House Votes to Lift Drilling Moratorium
Article audio sponsored by The John Birch Society

On Thursday, May 12, the United States House of Representatives voted 243 to 179 to lift the offshore oil drilling moratorium. The bill could allow further oil and gas exploration in American oceans. Entitled the “Reversing President Obama’s Offshore Moratorium Act,” the House-passed legislation demands that the Interior Department set a production goal of three million barrels of oil per day for it 2012-2017 leasing plan.

Three years ago, the House and Senate lifted a 27-year congressional ban on off-shore drilling in the Arctic, Atlantic, and Pacific Oceans. At the same time, then-President George W. Bush lifted a presidential ban on offshore drilling that was implemented by his father, George H.W. Bush, and maintained by President Clinton.

When President Obama was elected, he purported to want to expand on the plan with further oil and gas exploration, though that plan did not include the Northeast or West coasts, since Obama’s supporters in those areas were opposed to drilling. Obama’s plan instead included the Arctic and the Gulf of Mexico.

The British Petroleum oil spill of April 2010 put an end to those plans, however. The spill prompted a six-month moratorium on oil exploration in the Atlantic and Gulf, which was scheduled to expire on November 30, 2010.

On December 1, 2010, however, Interior Secretary Ken Salazar implemented another moratorium, which would remain in effect for seven years.

In order to reach that national goal of three million barrels of oil per day, the bill requires the sale of leases off the coast of Southern California, in the Arctic Ocean, off Alaska’s Bristol Bay, and in the Atlantic Ocean from Maine to North Carolina.

According to Fox News, the specifics of the bill are as follows:

  • Require the administration to allow drilling in at least 50 percent of the Outer Continental Shelf areas known to contain the most oil and gas. Specifically, that means southern California, the Arctic, mid-Atlantic and Eastern Gulf of Mexico.
  • Open up other areas in the southern Atlantic and allow governors there to to opt in to the plan if they chose.
  • Require the federal government to establish production targets for oil and gas. Currently, that would mean 3 million barrels a day of oil, or roughly three times more than the U.S. currently produces from offshore sources.

PROBLEMS TO WORK ON:
A - Answer these questions about the drilling moratorium article:
(i) By what vote did the House lift the offshore oil drilling moratorium?
(ii) On what date did Interior Secretary Ken Salazar implement another moratorium?
(iii) How many years had the congressional ban on off-shore drilling lasted before the House and Senate lifted it?
B - Write out the passage of the drilling moratorium article from "When President Obama" to "November 30, 2010." word for word.

Stored data entries:

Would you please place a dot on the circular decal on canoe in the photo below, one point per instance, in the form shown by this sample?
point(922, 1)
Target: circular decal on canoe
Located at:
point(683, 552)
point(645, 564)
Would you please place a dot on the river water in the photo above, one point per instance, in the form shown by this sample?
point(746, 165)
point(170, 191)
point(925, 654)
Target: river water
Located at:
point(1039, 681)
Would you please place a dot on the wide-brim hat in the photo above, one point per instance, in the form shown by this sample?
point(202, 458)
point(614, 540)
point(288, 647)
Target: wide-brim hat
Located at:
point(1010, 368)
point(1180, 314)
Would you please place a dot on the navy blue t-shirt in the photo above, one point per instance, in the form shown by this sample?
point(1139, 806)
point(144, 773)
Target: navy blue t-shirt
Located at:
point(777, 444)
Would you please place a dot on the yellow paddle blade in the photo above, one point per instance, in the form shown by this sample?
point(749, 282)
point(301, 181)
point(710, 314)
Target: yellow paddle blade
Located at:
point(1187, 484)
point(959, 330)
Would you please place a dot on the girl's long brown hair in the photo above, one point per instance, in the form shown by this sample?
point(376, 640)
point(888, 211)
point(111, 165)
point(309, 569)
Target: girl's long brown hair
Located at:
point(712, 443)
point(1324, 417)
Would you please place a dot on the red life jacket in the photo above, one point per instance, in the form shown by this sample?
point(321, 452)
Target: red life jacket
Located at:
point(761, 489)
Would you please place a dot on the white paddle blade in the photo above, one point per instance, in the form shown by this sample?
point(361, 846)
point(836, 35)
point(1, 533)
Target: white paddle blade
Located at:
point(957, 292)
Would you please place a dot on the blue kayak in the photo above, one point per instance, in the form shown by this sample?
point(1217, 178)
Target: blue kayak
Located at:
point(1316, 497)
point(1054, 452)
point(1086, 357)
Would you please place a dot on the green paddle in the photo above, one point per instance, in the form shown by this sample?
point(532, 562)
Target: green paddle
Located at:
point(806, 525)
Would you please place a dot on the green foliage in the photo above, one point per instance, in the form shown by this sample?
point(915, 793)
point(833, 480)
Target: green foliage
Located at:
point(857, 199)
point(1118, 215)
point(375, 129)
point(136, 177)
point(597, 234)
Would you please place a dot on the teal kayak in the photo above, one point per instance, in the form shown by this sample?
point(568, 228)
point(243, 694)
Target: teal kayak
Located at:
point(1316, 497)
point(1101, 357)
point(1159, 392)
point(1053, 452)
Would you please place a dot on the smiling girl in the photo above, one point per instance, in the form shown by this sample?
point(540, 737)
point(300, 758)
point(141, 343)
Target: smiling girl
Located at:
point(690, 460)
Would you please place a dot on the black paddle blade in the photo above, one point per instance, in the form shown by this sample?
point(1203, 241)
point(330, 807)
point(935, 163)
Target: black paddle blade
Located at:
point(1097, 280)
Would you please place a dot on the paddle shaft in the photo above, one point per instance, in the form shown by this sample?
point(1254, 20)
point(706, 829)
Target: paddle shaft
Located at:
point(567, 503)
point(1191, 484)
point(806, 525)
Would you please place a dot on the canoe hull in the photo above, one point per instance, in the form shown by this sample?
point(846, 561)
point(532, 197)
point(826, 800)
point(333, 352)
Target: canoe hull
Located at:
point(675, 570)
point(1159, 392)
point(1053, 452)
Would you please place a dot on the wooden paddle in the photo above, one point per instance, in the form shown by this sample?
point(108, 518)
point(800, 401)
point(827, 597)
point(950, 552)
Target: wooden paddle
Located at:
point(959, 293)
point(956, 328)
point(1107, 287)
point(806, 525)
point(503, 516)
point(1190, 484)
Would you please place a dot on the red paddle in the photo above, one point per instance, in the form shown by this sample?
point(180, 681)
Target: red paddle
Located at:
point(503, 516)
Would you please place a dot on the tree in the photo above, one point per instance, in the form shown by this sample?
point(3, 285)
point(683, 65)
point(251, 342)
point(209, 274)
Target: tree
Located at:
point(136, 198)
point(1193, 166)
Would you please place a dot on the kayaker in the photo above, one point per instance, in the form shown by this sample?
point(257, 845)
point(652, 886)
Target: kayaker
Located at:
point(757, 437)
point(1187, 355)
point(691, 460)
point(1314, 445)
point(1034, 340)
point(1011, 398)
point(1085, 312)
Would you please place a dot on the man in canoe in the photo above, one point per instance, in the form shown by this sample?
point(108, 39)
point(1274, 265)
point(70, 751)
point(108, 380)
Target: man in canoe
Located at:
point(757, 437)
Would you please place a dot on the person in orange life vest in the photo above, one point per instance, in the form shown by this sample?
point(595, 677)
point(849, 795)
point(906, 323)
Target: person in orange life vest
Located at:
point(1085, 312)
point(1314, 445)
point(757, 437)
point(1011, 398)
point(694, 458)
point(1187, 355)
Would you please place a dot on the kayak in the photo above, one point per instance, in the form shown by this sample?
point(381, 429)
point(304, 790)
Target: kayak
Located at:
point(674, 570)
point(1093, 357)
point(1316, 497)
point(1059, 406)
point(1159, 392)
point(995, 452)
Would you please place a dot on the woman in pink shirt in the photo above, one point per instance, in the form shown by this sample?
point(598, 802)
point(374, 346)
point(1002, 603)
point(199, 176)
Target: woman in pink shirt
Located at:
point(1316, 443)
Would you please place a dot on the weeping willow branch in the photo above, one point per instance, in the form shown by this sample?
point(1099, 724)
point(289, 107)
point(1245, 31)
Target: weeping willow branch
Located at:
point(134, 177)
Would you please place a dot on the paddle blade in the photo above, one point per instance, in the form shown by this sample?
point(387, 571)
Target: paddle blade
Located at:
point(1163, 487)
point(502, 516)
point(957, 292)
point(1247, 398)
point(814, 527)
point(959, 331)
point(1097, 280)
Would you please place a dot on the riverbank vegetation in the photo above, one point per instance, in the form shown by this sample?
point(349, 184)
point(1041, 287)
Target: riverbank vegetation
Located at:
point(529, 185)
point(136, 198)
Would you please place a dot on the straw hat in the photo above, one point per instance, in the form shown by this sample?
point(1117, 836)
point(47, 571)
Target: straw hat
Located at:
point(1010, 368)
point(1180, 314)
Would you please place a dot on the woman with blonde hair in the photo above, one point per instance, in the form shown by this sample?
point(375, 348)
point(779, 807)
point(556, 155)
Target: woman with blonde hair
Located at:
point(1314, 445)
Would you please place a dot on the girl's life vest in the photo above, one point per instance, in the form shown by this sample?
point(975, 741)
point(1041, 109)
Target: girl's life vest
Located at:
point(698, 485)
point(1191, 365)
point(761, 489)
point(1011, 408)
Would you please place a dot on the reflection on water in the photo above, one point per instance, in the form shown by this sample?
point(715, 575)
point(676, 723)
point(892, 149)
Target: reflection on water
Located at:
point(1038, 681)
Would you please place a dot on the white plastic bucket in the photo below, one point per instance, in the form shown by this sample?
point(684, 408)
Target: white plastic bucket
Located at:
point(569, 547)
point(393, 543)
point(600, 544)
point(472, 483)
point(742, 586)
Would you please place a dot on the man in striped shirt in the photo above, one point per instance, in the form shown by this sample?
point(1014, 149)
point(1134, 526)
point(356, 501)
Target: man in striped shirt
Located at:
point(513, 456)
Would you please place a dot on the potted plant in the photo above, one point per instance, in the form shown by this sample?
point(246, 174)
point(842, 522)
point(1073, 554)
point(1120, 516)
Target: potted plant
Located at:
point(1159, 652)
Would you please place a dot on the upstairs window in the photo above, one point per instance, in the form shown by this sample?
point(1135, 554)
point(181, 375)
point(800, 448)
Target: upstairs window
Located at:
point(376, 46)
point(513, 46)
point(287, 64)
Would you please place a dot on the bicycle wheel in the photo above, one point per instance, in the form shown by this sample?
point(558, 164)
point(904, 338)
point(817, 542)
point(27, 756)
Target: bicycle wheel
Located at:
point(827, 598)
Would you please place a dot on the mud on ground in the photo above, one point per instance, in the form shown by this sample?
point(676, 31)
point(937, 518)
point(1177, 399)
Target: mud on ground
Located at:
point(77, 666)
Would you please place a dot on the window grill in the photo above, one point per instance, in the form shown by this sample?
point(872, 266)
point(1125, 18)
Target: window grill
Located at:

SOLUTIONS TO THE PROBLEMS:
A -
(i) 243 to 179
(ii) December 1, 2010
(iii) 27 years

B -
When President Obama was elected, he purported to want to expand on the plan with further oil and gas exploration, though that plan did not include the Northeast or West coasts, since Obama’s supporters in those areas were opposed to drilling. Obama’s plan instead included the Arctic and the Gulf of Mexico.

The British Petroleum oil spill of April 2010 put an end to those plans, however. The spill prompted a six-month moratorium on oil exploration in the Atlantic and Gulf, which was scheduled to expire on November 30, 2010.